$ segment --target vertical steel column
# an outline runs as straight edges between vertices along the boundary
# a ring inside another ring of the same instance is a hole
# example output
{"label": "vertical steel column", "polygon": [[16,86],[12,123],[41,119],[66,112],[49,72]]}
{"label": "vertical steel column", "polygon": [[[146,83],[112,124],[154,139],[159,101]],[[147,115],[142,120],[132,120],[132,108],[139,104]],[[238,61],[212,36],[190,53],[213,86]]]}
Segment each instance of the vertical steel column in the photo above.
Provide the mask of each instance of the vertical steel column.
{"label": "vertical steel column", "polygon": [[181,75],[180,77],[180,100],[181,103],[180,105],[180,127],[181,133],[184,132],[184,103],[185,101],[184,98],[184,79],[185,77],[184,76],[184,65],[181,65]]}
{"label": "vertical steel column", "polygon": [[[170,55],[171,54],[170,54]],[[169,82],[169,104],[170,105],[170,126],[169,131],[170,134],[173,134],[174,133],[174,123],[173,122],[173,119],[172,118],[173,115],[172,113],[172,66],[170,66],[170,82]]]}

_ _ _ _ _

Brief: Repeat every one of the records above, line for line, with no changes.

Answer for this exercise:
$ segment --target vertical steel column
# an outline runs as straight edges between vertices along the boundary
# a ring inside another ring of the same instance is a hole
# example output
{"label": "vertical steel column", "polygon": [[16,86],[12,123],[41,119],[66,112],[49,72]]}
{"label": "vertical steel column", "polygon": [[[146,83],[112,124],[154,139],[159,101]],[[147,115],[142,120],[132,120],[132,108],[139,104]],[[238,61],[212,36],[190,53],[213,86]]]}
Segment each instance of the vertical steel column in the photo above.
Provide the mask of each instance of the vertical steel column.
{"label": "vertical steel column", "polygon": [[181,75],[180,77],[180,100],[181,103],[180,105],[180,127],[181,133],[184,132],[184,103],[185,101],[184,98],[184,79],[185,77],[184,76],[184,65],[181,65]]}
{"label": "vertical steel column", "polygon": [[[170,55],[171,54],[170,54]],[[169,82],[169,104],[170,105],[170,126],[169,131],[170,134],[173,134],[174,133],[174,123],[173,122],[173,119],[172,118],[173,115],[172,113],[172,66],[170,66],[170,82]]]}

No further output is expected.